### [TASK TO COMPLETE]
Emit a verbatim copy of the lines below from the line with "Where can the tree" through the line with "Where can the white shiromuku", excluding pictures and everything outside that range.

### [DATA RECORDS]
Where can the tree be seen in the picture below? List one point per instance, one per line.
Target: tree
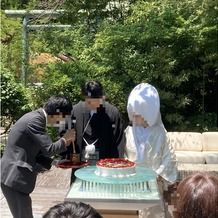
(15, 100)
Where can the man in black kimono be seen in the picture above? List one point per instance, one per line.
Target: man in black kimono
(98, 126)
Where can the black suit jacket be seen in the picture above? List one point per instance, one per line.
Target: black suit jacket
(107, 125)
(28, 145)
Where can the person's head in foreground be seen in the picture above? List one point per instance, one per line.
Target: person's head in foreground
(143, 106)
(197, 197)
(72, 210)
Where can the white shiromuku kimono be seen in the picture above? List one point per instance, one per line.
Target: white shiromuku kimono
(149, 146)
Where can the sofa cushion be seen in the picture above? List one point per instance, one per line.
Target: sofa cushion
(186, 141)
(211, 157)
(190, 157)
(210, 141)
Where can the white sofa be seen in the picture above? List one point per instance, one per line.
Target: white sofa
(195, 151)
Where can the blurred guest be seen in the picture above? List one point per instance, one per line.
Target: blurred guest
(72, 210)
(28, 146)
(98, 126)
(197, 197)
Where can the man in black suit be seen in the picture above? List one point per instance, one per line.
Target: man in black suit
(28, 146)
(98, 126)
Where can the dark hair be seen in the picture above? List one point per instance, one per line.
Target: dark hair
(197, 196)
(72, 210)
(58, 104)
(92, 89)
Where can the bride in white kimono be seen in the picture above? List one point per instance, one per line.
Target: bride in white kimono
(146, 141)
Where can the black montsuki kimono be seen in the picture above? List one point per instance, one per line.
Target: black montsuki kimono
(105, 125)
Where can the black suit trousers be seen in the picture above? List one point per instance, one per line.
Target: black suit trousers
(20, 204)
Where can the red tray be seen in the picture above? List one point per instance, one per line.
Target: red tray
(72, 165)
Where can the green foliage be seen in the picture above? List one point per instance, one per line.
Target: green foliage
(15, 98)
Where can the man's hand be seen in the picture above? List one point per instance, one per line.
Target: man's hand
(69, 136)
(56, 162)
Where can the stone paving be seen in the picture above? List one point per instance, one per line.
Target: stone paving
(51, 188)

--

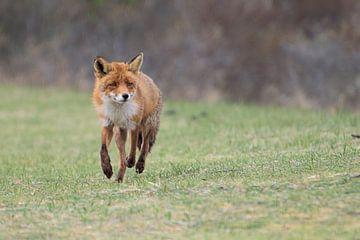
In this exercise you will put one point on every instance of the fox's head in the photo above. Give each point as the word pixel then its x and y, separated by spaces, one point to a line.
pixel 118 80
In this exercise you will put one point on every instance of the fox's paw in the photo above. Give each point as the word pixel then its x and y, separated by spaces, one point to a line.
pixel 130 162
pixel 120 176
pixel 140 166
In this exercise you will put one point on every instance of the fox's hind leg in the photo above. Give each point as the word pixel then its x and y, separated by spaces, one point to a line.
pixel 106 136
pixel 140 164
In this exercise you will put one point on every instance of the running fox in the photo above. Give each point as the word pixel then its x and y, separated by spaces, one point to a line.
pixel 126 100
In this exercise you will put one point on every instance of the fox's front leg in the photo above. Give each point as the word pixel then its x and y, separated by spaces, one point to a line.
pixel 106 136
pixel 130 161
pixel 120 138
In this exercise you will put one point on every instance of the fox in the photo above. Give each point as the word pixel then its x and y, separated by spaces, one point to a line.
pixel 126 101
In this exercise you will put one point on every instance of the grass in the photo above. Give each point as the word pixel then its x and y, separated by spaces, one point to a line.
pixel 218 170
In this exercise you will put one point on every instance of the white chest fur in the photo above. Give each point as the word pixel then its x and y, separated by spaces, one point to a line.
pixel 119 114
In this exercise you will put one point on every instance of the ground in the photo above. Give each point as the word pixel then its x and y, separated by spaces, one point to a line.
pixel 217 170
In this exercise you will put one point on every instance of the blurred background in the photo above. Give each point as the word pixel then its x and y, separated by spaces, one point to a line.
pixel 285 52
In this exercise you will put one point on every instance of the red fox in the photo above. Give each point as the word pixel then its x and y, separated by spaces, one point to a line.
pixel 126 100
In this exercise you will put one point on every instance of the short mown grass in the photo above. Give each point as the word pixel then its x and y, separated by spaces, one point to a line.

### [TASK RESULT]
Where can the tree be seen in the picture below? List one point per instance, one per line.
Target: tree
(15, 100)
Where can the man in black kimono be seen in the picture above? List one point per instance, one per line.
Target: man in black kimono
(98, 126)
Where can the black suit jacket be seen in the picture above? List one point per instance, one per line.
Target: black suit jacket
(107, 125)
(28, 145)
Where can the person's head in foreground be seen in the picture above? List one point per instance, one per line.
Target: person's head in foreground
(143, 106)
(197, 197)
(72, 210)
Where can the white shiromuku kimono be seen in the picture above? List one point per instance, one per line.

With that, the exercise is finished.